- ABOUT THIS TASK -
Where in the listing does the string "wing" appear? Copy every line that holds it.

- PROVIDED RECORDS -
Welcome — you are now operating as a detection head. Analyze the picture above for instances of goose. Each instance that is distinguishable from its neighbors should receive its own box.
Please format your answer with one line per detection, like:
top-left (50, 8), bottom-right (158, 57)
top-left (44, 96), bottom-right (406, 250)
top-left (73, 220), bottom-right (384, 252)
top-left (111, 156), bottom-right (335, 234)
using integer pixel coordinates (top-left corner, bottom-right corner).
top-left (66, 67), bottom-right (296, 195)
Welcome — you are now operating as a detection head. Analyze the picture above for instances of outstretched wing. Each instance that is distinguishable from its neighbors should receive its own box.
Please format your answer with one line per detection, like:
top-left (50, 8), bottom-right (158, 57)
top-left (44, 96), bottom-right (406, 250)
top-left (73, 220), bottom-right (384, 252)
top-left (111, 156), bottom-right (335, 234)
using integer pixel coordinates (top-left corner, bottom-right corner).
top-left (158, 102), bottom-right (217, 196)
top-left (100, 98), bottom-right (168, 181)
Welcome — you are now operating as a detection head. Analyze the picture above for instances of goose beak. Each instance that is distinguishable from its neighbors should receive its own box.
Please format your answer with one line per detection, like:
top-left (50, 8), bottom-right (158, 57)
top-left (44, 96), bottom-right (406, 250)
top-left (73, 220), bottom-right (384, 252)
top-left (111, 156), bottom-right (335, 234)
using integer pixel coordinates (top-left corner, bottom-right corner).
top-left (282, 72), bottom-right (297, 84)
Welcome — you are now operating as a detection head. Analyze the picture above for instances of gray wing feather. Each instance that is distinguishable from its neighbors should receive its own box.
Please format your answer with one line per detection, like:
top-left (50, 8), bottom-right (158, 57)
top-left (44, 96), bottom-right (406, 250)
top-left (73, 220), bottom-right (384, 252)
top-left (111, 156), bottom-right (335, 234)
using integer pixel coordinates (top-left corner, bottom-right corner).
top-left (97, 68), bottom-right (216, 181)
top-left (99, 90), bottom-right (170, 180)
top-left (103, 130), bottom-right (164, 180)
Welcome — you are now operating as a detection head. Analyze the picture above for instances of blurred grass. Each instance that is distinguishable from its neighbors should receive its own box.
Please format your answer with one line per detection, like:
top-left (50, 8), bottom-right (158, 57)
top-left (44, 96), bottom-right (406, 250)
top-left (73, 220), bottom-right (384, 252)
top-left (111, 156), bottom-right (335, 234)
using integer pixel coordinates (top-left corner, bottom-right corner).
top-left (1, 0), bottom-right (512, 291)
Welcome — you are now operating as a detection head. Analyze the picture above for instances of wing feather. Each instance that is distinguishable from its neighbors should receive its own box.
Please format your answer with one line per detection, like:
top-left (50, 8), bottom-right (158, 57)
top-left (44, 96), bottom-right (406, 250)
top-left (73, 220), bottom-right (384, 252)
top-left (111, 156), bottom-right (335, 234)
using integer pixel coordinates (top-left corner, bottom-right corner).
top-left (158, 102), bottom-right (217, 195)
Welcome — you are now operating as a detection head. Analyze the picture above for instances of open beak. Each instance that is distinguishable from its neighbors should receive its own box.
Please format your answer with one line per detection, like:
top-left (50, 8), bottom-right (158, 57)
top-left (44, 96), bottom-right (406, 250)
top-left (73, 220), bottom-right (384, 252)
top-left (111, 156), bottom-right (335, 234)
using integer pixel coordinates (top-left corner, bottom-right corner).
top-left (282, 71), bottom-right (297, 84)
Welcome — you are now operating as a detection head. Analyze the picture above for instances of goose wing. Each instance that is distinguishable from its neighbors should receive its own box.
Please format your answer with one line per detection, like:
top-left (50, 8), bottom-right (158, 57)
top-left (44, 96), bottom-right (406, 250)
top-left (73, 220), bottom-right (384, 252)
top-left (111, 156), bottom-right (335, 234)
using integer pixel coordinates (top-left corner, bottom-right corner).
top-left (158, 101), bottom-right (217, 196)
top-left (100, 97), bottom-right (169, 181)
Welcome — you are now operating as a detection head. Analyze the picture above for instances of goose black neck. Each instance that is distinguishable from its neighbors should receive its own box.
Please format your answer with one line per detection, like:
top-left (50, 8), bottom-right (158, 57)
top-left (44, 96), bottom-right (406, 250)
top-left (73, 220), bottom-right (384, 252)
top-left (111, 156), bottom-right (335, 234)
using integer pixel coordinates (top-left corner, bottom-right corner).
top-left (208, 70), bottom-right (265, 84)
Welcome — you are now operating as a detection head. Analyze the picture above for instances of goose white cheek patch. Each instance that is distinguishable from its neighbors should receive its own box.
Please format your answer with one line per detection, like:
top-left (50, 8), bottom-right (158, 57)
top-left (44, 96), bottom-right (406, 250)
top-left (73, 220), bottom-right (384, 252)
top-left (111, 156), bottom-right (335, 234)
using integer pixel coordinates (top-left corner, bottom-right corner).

- ANSWER FOR THIS EXERCISE -
Welcome — you are now operating as a detection head. Analyze the picture above for instances of outstretched wing. Each instance that is distinguishable from its neighbors should receive its own box.
Welcome — you are now operating as a detection head. Analyze the picture above for instances of gray wing feather. Each instance that is distinguishable from its neighbors should receive its own box.
Welcome — you are now operating as a detection head. Analyze the picture above for instances of wing feather. Each instance that is distinguishable from its neighbors should receive its own box.
Welcome — you are now operating as a detection head. Analyze the picture above for instances of goose wing. Each instance that is distinguishable from its neighbors should receive its own box.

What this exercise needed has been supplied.